===== Input data
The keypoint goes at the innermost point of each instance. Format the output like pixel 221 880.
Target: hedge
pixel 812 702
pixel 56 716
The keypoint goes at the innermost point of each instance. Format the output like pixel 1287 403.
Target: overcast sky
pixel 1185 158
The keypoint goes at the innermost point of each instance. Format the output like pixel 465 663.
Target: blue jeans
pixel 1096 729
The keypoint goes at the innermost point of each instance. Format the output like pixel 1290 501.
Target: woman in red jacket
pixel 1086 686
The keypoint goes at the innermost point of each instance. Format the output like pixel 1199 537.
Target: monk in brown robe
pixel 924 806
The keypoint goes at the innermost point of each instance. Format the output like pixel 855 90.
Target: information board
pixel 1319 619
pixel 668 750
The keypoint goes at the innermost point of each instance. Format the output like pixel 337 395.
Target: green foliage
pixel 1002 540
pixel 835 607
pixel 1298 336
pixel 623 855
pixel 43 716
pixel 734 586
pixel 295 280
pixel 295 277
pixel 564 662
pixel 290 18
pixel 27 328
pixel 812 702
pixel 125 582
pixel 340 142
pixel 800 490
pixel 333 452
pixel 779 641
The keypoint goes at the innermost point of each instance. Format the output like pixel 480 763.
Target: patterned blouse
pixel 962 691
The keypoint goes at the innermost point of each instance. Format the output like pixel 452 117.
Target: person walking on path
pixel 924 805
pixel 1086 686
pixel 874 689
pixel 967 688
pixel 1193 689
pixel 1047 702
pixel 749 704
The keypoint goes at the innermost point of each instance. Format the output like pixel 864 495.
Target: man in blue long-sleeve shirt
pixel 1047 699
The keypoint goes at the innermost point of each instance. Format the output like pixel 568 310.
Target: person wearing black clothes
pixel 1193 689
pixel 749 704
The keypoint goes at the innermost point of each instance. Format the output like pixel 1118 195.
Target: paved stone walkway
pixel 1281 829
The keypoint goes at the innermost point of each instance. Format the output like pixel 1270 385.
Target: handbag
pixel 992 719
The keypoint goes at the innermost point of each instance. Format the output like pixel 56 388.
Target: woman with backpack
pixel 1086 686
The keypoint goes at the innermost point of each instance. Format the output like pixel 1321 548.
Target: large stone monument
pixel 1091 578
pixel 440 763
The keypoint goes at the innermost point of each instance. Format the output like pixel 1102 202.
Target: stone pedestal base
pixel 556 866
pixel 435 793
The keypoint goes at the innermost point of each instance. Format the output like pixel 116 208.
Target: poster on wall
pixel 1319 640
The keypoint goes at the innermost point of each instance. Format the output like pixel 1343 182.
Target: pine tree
==========
## Required task
Update all the records above by replacing "innermost point" with "central point" wherever it occurs, leaving everything else unchanged.

## Reply
The keypoint goes at the central point of each instance. Format the output like pixel 221 880.
Target: hedge
pixel 812 702
pixel 56 716
The keypoint goes at the central point of each instance. Format the output like pixel 1287 403.
Target: overcast sky
pixel 1185 158
The keypoint goes at the central point of each instance. Format the output like pixel 465 663.
Target: blue jeans
pixel 1096 729
The keypoint goes at the central point of each instance. Format the output like pixel 1290 501.
Target: woman in red jacket
pixel 1086 686
The keypoint goes at the central point of each instance. Format the output like pixel 1199 537.
Target: monk in brown robe
pixel 924 806
The keypoint goes at the central point of each instance. Format the output like pixel 855 90.
Target: information board
pixel 1319 619
pixel 668 750
The keypoint goes at the central point of each instance. Format the output like pixel 337 395.
Target: green foliage
pixel 1002 540
pixel 835 607
pixel 1298 336
pixel 623 855
pixel 43 716
pixel 734 586
pixel 295 280
pixel 295 277
pixel 564 662
pixel 290 18
pixel 27 328
pixel 812 702
pixel 125 582
pixel 340 142
pixel 800 490
pixel 333 452
pixel 779 641
The keypoint goes at the central point of each instance. Format the output like pixel 480 763.
Target: patterned blouse
pixel 962 691
The keypoint goes at the central point of each instance. Format the output like pixel 452 117.
Target: person walking on path
pixel 924 805
pixel 1086 686
pixel 874 689
pixel 967 688
pixel 1193 689
pixel 1047 702
pixel 749 704
The keypoint goes at the central point of each instance. Format the output like pixel 864 495.
Target: man in blue long-sleeve shirt
pixel 1047 699
The keypoint goes at the central point of each instance. Format the output like pixel 568 310.
Target: person wearing black clothes
pixel 1193 689
pixel 749 704
The keypoint goes at the central point of each instance. Format the output like pixel 1118 195.
Target: paved stone walkway
pixel 1281 829
The keypoint goes at the central point of each instance. Format the output like pixel 1270 385.
Target: handbag
pixel 992 719
The keypoint goes at the central point of each instance. Format the output like pixel 56 388.
Target: woman with backpack
pixel 1086 686
The keypoint goes at the central point of each instance. Format the output like pixel 1321 548.
Target: large stone monument
pixel 1091 578
pixel 440 763
The keypoint goes at the central point of each instance. Format the output like pixel 1102 202.
Target: stone pedestal base
pixel 556 866
pixel 435 793
The keypoint goes at the central point of each instance. Format the output like pixel 116 208.
Target: poster on wall
pixel 1319 640
The keypoint goes at the central point of each instance. Format the output like pixel 1343 182.
Target: pine tree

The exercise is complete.